**Aim a:**
Say whether each statement below agrees with the report on the Government Industrial School. Answer yes or no, and quote the deciding words from the report.
(i) Up to four young women are soon to be released from the Government Industrial School.
(ii) The panel discussion was held at Island Inn.
(iii) An aunt is willing to take the young women.

Up to four young women are soon to be released from the Government Industrial School (GIS), but have no one to go to and nowhere to go, Minster of Home Affairs Adriel Brathwaite has revealed.
And Brathwaite said their situation was typical of the circumstances of many teenagers who were sent to the facility as children but were let out as adults with no connections to society, and very little idea how to make it on their own.
The minister made the disclosure during an Optimist of Bridgetown panel discussion on the topic, Alternative Pathways For Young People Who May Be At Risk For Criminal Activities., at Island Inn last night.
“At this point in time I am told by the management of the Government Industrial School that we may have about three of four young ladies who within the next couple of months might be graduating from the school, but there is nowhere to send them. There is no mother, no father, no aunt, uncle, no one who is willing to take these young women,” he said.
Brathwaite said it was imperative that the young adults be given some level of support, otherwise they were likely to end up in trouble or be harmed.
“We have to find a way to ensure, notwithstanding that they are adults, that we can give them the kind of support that is necessary. Otherwise we know what is going to happen; they are going into society, they are going to either end up doing things that they should not be doing, or be taken advantage of.
“So we have the challenge of providing support not only
when these children are with us, but in some cases after they leave the school.”

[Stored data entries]

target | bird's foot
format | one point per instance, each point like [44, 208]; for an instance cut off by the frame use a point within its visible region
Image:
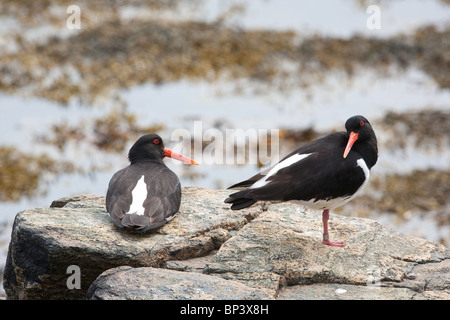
[326, 240]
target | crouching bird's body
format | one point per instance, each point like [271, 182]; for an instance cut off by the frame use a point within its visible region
[146, 194]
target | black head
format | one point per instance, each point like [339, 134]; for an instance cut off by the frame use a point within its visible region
[151, 147]
[361, 126]
[361, 137]
[147, 147]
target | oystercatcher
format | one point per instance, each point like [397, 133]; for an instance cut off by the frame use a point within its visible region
[146, 194]
[323, 174]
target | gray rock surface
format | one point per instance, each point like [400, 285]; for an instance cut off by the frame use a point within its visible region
[162, 284]
[264, 254]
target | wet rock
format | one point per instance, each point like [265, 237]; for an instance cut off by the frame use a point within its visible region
[285, 242]
[275, 253]
[78, 231]
[163, 284]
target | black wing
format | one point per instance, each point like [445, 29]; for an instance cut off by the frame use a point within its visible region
[310, 178]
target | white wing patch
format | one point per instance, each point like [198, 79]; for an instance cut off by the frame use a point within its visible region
[283, 164]
[139, 194]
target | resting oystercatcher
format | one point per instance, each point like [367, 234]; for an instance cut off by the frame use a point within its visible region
[323, 174]
[146, 194]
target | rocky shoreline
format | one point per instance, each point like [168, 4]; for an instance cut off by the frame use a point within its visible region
[211, 252]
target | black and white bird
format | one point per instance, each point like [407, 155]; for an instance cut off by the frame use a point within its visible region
[323, 174]
[146, 194]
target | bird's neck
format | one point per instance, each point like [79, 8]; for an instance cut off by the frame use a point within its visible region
[369, 151]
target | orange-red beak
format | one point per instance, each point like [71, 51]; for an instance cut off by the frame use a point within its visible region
[169, 153]
[351, 140]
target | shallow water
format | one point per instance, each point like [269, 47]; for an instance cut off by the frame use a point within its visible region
[244, 104]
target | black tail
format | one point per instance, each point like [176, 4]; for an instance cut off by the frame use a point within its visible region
[239, 200]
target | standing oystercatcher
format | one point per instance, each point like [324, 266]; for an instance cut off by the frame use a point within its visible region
[323, 174]
[145, 194]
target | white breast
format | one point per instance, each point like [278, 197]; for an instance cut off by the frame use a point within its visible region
[337, 202]
[283, 164]
[139, 194]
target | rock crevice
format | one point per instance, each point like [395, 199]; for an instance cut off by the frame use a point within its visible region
[272, 254]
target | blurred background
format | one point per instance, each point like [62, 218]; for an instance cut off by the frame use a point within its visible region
[73, 100]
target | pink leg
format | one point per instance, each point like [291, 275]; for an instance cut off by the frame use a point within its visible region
[326, 238]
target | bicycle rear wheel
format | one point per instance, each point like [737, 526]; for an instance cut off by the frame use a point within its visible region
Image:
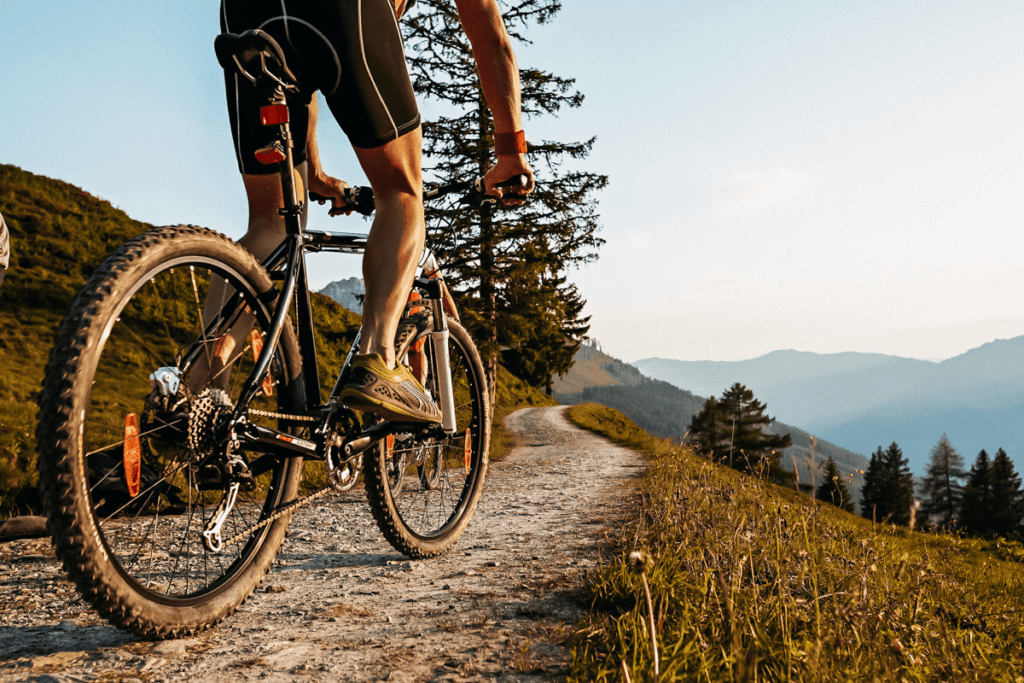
[132, 476]
[438, 498]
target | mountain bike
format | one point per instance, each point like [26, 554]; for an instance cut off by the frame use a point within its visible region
[182, 397]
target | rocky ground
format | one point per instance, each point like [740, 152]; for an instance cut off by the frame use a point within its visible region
[341, 604]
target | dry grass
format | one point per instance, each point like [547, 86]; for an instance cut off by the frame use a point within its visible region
[751, 582]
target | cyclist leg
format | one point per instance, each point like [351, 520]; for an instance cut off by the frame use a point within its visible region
[395, 241]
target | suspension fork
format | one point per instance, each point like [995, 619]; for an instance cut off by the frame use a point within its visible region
[439, 341]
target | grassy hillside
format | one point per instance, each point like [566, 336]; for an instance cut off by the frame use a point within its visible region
[751, 582]
[58, 235]
[666, 411]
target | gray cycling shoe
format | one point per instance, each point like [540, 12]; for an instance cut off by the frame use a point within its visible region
[393, 394]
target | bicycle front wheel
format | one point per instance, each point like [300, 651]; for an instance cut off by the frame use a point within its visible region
[445, 477]
[134, 469]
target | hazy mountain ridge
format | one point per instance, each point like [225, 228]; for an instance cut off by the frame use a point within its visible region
[977, 398]
[665, 410]
[347, 292]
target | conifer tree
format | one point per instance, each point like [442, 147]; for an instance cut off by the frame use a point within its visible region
[1006, 497]
[833, 489]
[707, 430]
[942, 488]
[871, 487]
[888, 492]
[493, 252]
[976, 505]
[897, 492]
[731, 430]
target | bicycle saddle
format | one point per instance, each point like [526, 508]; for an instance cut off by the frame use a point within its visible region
[257, 56]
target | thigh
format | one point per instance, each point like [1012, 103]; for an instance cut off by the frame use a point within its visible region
[373, 98]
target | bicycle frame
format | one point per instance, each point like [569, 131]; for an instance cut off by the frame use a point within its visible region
[287, 263]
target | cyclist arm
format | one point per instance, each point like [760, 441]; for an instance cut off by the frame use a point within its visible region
[481, 19]
[321, 182]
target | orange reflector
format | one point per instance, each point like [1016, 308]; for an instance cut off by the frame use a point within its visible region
[270, 155]
[257, 342]
[272, 115]
[132, 455]
[417, 345]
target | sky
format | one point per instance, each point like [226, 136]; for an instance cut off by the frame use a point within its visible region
[799, 174]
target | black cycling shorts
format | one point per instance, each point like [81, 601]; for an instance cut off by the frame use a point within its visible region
[350, 50]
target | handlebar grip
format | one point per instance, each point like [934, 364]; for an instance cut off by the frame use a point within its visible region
[515, 181]
[359, 200]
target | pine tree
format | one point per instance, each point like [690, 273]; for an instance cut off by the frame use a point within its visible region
[872, 485]
[976, 505]
[505, 264]
[549, 345]
[833, 489]
[942, 488]
[731, 430]
[896, 495]
[707, 431]
[888, 492]
[1006, 496]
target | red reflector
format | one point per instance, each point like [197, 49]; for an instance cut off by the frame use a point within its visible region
[132, 455]
[257, 342]
[272, 115]
[268, 156]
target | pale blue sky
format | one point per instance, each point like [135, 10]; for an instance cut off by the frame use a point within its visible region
[796, 174]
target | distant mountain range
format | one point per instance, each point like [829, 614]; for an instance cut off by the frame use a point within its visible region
[347, 292]
[863, 400]
[666, 411]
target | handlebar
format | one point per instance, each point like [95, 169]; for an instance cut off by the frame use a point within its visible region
[360, 200]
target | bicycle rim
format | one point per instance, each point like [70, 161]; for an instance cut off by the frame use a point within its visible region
[147, 477]
[444, 476]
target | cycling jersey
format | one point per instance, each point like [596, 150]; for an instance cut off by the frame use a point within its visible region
[350, 50]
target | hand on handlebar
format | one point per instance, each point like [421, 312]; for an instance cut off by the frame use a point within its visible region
[322, 189]
[506, 168]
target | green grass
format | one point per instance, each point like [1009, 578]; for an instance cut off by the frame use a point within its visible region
[752, 582]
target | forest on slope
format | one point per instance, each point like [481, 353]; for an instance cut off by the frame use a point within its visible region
[666, 411]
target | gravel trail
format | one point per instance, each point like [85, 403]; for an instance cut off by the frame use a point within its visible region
[341, 604]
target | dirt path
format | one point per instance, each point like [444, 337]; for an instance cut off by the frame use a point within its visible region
[341, 604]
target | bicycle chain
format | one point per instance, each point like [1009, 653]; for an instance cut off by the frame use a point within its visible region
[283, 416]
[294, 505]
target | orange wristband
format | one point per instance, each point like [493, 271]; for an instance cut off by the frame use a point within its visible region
[509, 144]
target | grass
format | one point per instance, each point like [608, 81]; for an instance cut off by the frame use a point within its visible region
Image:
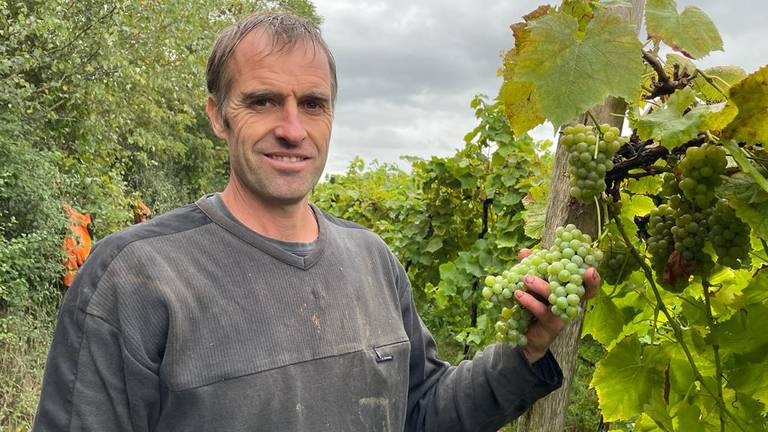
[24, 342]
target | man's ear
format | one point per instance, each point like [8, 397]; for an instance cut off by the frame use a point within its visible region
[213, 115]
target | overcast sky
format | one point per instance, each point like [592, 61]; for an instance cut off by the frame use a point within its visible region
[408, 70]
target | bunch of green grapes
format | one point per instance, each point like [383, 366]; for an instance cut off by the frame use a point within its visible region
[562, 265]
[730, 237]
[660, 241]
[587, 167]
[617, 264]
[701, 171]
[669, 185]
[690, 230]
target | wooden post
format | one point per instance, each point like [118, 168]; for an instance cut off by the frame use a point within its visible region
[548, 414]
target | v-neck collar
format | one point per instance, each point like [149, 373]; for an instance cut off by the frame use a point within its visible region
[261, 242]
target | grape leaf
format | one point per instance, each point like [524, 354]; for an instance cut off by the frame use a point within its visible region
[723, 76]
[521, 104]
[720, 115]
[573, 72]
[638, 205]
[628, 363]
[751, 97]
[671, 126]
[748, 200]
[745, 164]
[519, 98]
[744, 333]
[749, 378]
[604, 321]
[535, 212]
[644, 185]
[757, 290]
[691, 32]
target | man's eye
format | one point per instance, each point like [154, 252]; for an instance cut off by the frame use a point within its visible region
[314, 105]
[260, 103]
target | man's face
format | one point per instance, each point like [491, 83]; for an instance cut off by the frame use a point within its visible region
[280, 114]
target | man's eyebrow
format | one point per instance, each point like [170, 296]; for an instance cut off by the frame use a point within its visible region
[255, 95]
[316, 95]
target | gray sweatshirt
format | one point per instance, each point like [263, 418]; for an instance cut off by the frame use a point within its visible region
[192, 322]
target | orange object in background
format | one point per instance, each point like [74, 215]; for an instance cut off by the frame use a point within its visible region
[77, 243]
[141, 213]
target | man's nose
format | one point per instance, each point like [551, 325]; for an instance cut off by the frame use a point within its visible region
[291, 130]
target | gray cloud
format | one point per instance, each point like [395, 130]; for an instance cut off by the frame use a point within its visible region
[408, 70]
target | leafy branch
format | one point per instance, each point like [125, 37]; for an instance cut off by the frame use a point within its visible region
[715, 350]
[665, 85]
[645, 154]
[676, 328]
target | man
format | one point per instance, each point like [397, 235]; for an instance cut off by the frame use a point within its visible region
[254, 310]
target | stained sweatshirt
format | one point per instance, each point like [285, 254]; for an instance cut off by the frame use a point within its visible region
[193, 322]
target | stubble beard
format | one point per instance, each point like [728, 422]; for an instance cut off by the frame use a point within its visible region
[282, 191]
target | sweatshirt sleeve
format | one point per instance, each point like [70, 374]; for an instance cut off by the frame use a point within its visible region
[478, 395]
[92, 380]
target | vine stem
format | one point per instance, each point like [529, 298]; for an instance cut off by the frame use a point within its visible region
[715, 349]
[712, 82]
[599, 222]
[675, 325]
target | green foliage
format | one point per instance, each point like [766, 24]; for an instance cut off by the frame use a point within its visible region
[573, 70]
[628, 362]
[750, 95]
[673, 124]
[683, 357]
[100, 102]
[432, 218]
[691, 32]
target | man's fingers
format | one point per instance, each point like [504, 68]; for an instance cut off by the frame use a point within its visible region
[537, 285]
[591, 282]
[524, 252]
[550, 322]
[537, 308]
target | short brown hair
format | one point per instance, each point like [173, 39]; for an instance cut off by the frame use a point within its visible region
[285, 29]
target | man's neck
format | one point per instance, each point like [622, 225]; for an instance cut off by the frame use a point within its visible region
[292, 223]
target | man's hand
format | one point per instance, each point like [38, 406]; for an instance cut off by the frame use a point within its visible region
[543, 331]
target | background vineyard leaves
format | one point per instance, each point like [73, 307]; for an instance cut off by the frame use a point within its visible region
[100, 101]
[103, 103]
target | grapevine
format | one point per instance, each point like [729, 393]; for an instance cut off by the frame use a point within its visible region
[562, 265]
[590, 156]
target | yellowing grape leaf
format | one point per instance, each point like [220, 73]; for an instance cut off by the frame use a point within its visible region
[671, 126]
[628, 364]
[521, 105]
[691, 32]
[723, 76]
[751, 97]
[572, 71]
[519, 98]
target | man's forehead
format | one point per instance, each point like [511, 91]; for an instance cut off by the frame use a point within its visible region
[259, 45]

**Aim b:** In the records, rename "forehead" to "brow" and change nothing else. Do this for the lines from the one with "target | man's forehead" through the end of the records, and give only those lines.

**Task response a:**
(i) Yes: "Up to four young women are soon to be released from the Government Industrial School (GIS)"
(ii) Yes: "at Island Inn last night"
(iii) No: "There is no mother, no father, no aunt, uncle, no one who is willing to take these young women"

**Task response b:**
target | man's brow
format | one point per instance, each point like [511, 91]; for an instance cut off by the frame use a point within its visible region
[259, 45]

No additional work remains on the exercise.